### What is required
Output the line that contains "If you could point out the dishwasher" and every line after it to the end of the entries, with nothing added or left out.

[Excerpts of pointing data]
━━━

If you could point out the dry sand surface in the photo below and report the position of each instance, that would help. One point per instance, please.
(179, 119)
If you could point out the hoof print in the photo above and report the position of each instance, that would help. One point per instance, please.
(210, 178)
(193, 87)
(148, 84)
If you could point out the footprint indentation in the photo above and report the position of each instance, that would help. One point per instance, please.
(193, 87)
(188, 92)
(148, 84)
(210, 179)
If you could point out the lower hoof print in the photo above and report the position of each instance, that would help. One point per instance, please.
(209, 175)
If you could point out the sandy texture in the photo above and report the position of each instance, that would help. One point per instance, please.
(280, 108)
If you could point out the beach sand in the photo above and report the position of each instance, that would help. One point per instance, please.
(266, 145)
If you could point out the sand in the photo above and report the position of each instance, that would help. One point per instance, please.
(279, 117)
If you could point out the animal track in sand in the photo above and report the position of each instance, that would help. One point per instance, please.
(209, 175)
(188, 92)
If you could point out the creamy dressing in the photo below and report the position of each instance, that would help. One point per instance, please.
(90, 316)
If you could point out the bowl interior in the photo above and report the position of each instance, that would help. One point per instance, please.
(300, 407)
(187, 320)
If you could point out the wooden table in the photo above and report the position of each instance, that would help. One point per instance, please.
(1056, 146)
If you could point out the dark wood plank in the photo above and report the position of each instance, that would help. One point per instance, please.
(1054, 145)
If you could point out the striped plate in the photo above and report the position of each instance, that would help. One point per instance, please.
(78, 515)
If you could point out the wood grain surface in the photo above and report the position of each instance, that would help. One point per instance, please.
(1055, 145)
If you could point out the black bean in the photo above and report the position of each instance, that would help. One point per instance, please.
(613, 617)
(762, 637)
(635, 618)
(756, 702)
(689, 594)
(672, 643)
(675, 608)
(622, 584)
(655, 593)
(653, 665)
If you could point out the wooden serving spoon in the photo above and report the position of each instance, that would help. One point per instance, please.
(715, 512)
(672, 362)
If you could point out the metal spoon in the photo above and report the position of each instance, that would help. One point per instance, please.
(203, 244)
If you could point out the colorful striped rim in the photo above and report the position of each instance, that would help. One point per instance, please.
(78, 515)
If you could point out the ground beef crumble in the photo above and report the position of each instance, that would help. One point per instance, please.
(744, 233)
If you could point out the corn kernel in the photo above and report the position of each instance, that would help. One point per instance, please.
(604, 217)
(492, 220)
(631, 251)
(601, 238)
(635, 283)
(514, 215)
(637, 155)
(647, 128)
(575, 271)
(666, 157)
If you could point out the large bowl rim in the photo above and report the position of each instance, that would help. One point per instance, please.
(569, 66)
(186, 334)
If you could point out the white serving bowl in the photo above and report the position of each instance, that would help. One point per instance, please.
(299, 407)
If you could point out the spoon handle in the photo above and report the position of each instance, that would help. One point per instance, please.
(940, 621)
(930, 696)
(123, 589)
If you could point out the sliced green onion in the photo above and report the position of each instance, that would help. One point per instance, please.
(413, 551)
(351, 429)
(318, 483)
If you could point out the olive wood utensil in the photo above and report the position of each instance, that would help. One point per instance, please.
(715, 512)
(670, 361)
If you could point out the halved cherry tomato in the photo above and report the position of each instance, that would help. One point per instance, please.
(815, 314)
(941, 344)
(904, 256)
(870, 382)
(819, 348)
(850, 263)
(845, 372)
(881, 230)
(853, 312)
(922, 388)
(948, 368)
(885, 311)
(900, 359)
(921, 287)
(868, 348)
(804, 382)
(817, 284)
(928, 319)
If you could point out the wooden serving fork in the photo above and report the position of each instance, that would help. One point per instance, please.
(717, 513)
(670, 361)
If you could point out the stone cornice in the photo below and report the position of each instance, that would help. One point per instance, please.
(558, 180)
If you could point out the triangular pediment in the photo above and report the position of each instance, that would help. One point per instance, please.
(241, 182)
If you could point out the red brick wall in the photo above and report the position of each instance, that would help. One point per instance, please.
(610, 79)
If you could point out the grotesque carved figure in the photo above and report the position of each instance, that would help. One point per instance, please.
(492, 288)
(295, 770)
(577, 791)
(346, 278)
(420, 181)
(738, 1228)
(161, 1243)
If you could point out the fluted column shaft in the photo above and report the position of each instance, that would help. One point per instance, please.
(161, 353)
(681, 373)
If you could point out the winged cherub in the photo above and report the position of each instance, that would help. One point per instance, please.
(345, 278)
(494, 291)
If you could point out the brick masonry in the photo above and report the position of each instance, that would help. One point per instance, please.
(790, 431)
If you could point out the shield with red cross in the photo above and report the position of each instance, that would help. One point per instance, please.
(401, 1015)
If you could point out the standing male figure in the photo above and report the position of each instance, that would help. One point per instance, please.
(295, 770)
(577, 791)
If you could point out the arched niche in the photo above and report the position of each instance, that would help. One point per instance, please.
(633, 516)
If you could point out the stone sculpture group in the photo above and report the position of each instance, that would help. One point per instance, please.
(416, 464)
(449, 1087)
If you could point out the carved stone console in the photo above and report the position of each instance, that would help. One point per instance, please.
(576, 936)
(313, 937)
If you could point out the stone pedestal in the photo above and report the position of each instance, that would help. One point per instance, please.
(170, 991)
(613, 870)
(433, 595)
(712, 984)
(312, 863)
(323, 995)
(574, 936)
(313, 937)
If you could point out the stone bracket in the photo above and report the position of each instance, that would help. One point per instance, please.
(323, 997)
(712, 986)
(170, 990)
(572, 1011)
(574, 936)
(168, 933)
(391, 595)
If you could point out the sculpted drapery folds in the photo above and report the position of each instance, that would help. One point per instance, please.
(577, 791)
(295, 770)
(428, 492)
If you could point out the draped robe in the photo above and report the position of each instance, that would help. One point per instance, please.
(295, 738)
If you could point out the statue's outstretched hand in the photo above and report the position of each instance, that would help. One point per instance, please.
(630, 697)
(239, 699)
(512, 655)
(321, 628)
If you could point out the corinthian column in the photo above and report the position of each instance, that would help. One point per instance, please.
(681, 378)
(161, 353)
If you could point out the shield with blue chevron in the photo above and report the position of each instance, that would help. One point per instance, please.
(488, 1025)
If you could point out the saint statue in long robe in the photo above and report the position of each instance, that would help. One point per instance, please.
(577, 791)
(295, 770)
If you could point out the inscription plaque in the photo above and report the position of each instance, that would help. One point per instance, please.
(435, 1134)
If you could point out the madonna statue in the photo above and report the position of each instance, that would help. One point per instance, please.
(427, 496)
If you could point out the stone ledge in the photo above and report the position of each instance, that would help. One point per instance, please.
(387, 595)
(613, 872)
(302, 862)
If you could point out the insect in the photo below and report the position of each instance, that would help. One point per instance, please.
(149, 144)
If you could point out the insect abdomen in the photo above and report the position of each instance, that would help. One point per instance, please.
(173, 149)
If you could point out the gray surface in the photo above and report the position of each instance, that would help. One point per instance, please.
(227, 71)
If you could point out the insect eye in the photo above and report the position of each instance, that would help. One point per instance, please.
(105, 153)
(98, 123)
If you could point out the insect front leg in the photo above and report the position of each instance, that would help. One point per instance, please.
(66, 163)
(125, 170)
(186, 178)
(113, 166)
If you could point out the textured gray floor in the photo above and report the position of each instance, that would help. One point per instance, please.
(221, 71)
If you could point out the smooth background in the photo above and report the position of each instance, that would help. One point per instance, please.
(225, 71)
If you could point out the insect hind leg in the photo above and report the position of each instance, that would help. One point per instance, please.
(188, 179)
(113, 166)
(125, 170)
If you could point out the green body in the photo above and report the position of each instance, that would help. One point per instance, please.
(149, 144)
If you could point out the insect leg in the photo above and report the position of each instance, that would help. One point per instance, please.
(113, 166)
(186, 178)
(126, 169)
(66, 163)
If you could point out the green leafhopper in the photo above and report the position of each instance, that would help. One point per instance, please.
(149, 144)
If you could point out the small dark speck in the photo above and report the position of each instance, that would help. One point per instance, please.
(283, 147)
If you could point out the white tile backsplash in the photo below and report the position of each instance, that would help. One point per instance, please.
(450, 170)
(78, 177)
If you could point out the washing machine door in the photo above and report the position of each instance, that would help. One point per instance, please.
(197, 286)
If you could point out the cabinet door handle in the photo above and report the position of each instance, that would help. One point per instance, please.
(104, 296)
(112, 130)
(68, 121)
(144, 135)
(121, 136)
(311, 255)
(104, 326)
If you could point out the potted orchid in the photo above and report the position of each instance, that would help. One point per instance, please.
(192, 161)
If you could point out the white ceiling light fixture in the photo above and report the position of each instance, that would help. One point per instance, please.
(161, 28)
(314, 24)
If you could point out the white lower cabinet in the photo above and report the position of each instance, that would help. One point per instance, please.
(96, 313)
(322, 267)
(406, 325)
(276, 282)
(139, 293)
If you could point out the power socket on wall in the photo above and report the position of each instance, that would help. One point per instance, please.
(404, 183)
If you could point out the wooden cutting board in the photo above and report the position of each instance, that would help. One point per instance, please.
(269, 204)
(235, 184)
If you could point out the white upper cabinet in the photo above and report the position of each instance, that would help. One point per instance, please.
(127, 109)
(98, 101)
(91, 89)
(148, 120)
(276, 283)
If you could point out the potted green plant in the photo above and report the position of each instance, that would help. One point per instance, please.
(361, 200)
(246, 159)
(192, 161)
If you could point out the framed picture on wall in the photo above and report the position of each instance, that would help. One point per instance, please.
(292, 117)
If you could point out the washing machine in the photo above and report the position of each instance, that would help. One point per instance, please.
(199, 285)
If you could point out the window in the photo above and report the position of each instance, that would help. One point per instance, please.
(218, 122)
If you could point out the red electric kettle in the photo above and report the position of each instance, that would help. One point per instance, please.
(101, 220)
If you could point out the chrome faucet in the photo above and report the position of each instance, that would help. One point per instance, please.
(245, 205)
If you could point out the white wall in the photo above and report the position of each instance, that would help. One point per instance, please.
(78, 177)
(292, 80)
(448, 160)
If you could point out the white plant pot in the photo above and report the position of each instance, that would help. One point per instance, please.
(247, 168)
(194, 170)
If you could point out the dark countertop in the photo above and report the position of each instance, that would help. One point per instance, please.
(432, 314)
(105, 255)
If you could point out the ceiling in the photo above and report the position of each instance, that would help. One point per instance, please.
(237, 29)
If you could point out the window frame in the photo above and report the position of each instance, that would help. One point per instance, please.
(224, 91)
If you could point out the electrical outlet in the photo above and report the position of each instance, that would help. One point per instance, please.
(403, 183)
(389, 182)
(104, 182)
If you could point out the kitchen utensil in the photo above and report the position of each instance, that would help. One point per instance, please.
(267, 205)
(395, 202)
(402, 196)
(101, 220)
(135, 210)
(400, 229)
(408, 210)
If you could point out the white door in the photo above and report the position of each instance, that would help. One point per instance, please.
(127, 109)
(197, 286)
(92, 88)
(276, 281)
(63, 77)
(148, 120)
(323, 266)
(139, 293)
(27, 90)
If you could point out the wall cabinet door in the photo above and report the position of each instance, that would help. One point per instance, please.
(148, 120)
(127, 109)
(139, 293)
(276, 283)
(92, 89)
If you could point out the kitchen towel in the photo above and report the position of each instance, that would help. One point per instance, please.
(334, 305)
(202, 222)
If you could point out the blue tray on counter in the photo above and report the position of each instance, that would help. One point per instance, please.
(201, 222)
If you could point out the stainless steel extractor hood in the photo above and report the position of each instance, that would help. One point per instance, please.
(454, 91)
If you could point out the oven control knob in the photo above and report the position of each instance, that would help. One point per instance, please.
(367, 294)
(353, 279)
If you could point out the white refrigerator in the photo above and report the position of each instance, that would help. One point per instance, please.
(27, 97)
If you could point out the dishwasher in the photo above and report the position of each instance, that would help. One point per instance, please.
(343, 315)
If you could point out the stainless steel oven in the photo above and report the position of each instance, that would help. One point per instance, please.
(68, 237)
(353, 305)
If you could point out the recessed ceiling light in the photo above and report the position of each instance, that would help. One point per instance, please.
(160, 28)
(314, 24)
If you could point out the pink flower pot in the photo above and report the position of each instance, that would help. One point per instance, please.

━━━

### Output for this task
If you could point out the dishwasher in the photo above and report the position of each instance, that would help. One point per instance, please.
(343, 315)
If you could point out the stainless steel oven in the photo above and report the position of each instance, that would help. One point per instance, please.
(68, 237)
(353, 305)
If you could point out the recessed ceiling light in the photo above and report the position of each instance, that would help. One point per instance, please.
(160, 28)
(314, 24)
If you could point out the pink flower pot in the photo above and report the position of each instance, that would help. One point per instance, please.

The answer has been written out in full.